--- Reading text ---
• • • • • • •

Single by the Roots featuring Erykah Badu and Eve

from the album Things Fall Apart
- Released: January 25, 1999
- Genre: Neo soul
- Length: 4:19
- Label: MCA
- Songwriters: Ahmir Thompson; Tariq Trotter; Kamal Gray; Rahzel Brown; Karl Jenkins; Kyle Jones; Leonard Hubbard; Scott Storch; Eve Jeffers; Jill Scott;
- Producers: The Grand Wizzards; Scott Storch (co.);

The Roots singles chronology
| "Adrenaline!" (1998) | "You Got Me" (1999) | "The Next Movement" (1999) |

Erykah Badu singles chronology
| "One" (1998) | "You Got Me" (1999) | "Southern Gul" (1999) |

Eve singles chronology
|  | "You Got Me" (1999) | "Girlfriend/Boyfriend" (1999) |

= You Got Me (The Roots song) =

"You Got Me" is a song by American hip-hop band The Roots, featuring vocals from Erykah Badu (who sings the chorus) and Eve, then known as Eve of Destruction, who raps the second verse but does not appear in the music video. The track was released as a single from the band's fourth studio album, Things Fall Apart (1999), in January 1999.

==Background==
"You Got Me" was co-written by musician Jill Scott, who recorded vocals for the song's chorus and bridge. Her part was subsequently re-recorded by Badu at the insistence of MCA Records, who wanted a higher-profile collaboration for the album's official lead single (at the time, Scott was relatively unknown outside Philadelphia). When the group later went on tour, Scott joined them during performances of the song. The original version was later released on the 2005 compilation Home Grown! The Beginners Guide to Understanding the Roots, Volume One.

The song garnered the Roots and Badu a Grammy Award for Best Rap Performance by a Duo or Group in 2000. In 2011, the Roots, Badu and Scott all performed the song together at VH1 Divas Celebrates Soul.

In 2026, after 26 years of the Grammy win, The Recording Academy and The Black Music Collective, fixed a technicality at the 2026 Recording Academy Honors by awarding Eve the Grammy Award for her contribution to the song. The award was presented by Harvey Mason Jr. In Eve's acceptance speech, she acknowledges that "what is yours, never can miss you" and credited radio personality Ebro for not giving up about the issue, placing it at forefront.

• • • • • • •

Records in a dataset

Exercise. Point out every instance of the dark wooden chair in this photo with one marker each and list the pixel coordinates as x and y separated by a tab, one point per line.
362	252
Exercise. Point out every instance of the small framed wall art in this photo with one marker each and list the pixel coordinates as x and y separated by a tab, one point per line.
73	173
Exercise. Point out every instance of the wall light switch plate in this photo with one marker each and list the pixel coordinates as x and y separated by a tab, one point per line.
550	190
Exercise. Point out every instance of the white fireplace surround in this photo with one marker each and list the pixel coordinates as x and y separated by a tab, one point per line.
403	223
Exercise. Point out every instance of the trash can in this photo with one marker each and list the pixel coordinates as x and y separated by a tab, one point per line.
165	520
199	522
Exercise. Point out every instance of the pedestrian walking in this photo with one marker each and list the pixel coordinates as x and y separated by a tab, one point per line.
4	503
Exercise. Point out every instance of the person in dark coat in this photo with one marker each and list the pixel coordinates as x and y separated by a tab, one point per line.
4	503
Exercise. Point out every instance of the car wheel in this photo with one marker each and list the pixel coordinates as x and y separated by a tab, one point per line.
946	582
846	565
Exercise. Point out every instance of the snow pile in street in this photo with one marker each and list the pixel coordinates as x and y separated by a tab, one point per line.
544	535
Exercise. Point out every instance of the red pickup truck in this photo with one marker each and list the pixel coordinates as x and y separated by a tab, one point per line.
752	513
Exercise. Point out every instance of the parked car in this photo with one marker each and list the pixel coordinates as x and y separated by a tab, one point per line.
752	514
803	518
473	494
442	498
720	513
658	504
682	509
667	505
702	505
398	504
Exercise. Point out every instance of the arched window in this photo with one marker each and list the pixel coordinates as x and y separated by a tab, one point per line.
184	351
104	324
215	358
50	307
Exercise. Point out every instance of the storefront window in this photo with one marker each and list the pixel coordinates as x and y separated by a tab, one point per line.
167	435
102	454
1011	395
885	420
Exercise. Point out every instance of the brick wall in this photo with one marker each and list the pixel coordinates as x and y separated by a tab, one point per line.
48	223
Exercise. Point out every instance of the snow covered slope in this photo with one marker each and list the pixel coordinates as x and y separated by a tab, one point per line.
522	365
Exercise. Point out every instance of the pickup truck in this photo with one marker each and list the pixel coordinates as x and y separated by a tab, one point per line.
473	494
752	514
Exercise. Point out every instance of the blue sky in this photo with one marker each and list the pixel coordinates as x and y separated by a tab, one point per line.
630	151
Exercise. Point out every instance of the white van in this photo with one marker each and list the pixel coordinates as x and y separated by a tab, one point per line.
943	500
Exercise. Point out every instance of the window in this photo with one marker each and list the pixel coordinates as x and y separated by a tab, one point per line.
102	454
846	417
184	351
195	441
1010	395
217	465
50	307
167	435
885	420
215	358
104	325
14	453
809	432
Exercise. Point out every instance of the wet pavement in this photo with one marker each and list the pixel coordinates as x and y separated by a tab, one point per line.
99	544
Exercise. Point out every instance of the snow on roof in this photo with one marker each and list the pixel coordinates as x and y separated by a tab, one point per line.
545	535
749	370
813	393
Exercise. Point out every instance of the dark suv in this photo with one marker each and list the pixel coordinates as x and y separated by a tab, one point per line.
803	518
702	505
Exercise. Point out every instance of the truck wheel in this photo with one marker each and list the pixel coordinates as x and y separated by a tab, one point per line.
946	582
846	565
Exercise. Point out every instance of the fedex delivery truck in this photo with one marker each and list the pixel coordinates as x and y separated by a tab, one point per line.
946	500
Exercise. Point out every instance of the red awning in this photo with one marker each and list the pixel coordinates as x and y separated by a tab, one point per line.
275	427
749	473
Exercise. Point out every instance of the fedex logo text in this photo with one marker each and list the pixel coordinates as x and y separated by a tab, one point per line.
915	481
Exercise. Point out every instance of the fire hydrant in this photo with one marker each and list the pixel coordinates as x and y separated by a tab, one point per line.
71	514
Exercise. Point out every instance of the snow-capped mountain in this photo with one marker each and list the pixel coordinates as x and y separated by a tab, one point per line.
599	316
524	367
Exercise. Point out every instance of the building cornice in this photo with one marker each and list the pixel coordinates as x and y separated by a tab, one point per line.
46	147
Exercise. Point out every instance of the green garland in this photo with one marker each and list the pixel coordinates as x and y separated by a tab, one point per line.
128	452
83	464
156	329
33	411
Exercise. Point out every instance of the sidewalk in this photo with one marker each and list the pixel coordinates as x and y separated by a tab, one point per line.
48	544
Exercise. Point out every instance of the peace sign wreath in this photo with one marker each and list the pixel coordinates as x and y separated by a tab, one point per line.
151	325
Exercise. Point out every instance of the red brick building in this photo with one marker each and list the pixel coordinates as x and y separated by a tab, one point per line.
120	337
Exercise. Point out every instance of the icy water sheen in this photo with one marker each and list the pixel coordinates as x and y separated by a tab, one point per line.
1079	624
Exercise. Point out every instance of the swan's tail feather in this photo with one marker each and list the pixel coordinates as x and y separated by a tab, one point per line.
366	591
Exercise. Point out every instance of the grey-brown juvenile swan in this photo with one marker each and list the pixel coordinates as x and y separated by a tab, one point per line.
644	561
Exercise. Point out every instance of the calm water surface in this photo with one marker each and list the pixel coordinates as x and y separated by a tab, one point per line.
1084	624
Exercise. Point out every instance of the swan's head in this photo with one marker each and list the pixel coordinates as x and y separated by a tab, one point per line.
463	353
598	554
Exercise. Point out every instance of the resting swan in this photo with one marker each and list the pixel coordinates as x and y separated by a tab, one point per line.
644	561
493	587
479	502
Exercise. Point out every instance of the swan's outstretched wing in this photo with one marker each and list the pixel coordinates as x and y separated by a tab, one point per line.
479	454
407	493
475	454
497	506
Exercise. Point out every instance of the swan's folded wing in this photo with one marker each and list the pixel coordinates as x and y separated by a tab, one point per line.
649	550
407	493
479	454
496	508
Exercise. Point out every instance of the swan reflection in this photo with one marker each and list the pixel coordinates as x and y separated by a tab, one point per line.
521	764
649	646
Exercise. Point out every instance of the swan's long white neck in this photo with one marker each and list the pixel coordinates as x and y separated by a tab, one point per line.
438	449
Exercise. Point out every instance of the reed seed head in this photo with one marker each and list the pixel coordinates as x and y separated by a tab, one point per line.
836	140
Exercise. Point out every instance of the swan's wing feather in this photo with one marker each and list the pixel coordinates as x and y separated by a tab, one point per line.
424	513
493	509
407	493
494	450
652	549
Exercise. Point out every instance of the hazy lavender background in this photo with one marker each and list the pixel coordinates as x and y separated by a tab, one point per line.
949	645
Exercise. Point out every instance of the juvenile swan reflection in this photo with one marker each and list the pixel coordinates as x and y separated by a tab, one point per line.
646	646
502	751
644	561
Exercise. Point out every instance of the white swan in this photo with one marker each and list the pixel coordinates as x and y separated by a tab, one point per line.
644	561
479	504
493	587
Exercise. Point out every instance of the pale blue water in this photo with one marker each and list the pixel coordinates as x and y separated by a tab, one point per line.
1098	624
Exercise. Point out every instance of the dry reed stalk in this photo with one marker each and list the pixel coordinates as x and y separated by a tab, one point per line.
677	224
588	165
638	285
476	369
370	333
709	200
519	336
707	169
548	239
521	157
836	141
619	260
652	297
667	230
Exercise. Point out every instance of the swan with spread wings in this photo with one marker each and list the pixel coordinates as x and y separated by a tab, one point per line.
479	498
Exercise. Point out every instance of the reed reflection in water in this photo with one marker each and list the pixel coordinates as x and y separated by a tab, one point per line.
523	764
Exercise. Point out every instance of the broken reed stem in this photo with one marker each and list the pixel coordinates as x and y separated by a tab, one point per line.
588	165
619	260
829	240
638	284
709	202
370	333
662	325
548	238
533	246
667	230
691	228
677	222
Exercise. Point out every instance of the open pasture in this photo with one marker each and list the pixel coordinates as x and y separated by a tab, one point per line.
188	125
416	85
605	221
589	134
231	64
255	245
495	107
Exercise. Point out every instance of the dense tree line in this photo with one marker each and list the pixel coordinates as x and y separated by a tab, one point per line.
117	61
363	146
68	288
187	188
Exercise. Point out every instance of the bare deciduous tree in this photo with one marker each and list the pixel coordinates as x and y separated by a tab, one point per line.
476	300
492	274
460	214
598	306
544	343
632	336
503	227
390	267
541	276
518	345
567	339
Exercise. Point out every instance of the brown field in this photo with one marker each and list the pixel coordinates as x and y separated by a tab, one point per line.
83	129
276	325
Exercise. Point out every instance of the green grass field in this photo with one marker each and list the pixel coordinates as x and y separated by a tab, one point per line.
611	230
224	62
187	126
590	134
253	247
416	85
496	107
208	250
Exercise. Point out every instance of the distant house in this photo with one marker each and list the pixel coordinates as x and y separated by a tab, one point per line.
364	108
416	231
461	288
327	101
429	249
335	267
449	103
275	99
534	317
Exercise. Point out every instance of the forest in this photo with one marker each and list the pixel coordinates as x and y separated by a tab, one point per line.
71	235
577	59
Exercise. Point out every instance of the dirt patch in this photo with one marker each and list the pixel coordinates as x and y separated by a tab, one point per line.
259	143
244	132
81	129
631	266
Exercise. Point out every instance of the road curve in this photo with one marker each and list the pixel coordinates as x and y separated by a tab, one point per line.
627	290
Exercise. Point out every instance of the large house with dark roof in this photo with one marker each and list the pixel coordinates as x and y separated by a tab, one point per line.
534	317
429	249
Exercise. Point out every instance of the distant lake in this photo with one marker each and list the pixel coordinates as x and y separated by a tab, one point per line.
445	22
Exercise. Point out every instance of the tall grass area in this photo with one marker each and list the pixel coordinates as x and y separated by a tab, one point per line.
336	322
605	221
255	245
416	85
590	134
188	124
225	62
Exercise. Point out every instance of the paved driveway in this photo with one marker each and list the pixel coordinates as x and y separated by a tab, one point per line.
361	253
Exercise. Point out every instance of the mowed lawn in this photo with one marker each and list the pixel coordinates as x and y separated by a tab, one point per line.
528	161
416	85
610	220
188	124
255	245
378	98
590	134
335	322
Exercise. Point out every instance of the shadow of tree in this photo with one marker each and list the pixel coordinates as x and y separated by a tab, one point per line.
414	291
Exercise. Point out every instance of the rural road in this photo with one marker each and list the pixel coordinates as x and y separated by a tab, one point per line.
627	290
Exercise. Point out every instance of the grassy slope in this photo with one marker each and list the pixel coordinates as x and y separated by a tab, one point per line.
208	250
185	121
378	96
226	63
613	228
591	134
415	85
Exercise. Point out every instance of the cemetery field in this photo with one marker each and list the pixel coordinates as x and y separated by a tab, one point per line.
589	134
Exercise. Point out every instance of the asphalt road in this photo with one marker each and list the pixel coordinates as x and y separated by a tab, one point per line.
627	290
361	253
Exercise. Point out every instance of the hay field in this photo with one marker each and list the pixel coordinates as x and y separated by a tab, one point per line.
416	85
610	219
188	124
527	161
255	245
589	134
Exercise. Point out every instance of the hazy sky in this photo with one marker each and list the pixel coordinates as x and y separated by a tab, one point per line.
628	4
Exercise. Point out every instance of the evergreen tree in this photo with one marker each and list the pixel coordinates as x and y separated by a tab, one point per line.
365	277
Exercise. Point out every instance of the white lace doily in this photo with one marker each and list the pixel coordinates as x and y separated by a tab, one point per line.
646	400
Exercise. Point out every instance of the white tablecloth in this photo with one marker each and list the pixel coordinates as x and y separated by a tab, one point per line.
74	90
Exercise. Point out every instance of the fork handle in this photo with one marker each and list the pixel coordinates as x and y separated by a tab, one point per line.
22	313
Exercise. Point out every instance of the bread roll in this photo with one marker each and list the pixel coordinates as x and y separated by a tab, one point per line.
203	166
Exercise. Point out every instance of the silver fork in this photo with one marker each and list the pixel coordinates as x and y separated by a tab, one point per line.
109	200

• • • • • • •

--- Tasks to complete ---
[1] Name the three singles shown in the Roots singles chronology on the song page, with their years.
[2] Return every line of the records that contains the word "window".
The song page and the records have no connection to each other.

--- Task responses ---
[1]
"Adrenaline!" (1998)
"You Got Me" (1999)
"The Next Movement" (1999)

[2]
Exercise. Point out every instance of the arched window in this photo with one marker each and list the pixel coordinates as x and y separated by a tab, one point per line.
Exercise. Point out every instance of the storefront window in this photo with one marker each and list the pixel coordinates as x and y separated by a tab, one point per line.
Exercise. Point out every instance of the window in this photo with one marker each and list the pixel coordinates as x and y separated by a tab, one point per line.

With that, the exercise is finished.